▶ [What the exercise asks]: Search the records for the string "jeans", then copy each line that has it.

Given data Start Marker

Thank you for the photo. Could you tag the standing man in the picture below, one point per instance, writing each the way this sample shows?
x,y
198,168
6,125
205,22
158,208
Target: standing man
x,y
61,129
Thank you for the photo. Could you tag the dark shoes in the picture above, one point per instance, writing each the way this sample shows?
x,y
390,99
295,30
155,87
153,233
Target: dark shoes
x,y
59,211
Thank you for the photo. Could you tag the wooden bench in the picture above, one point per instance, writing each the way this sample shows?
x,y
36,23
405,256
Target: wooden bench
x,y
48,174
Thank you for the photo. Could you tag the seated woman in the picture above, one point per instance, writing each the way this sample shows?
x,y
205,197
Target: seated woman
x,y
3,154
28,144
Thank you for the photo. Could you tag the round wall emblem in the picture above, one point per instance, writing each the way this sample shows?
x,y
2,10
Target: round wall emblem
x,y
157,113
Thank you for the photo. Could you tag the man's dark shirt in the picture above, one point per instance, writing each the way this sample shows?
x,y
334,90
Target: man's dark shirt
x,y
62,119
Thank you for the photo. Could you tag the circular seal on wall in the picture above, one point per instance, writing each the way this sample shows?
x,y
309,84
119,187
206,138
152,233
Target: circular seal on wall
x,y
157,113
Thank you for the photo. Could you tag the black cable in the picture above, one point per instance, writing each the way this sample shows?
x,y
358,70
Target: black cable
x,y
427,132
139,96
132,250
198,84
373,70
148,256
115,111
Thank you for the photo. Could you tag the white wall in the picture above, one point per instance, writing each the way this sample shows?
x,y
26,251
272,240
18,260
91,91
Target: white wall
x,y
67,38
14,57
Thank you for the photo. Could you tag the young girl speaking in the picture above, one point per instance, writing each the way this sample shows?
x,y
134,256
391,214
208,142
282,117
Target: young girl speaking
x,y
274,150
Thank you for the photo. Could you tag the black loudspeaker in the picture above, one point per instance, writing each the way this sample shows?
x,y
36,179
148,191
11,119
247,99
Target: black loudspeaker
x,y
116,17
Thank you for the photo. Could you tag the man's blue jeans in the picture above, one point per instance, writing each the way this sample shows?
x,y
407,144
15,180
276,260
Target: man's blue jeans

Given data End Marker

▶ [Answer to this exercise]:
Thank you for the photo. Could you tag the man's blue jeans in the picture above, one point per instance, writing each the way this sample shows?
Target: man's blue jeans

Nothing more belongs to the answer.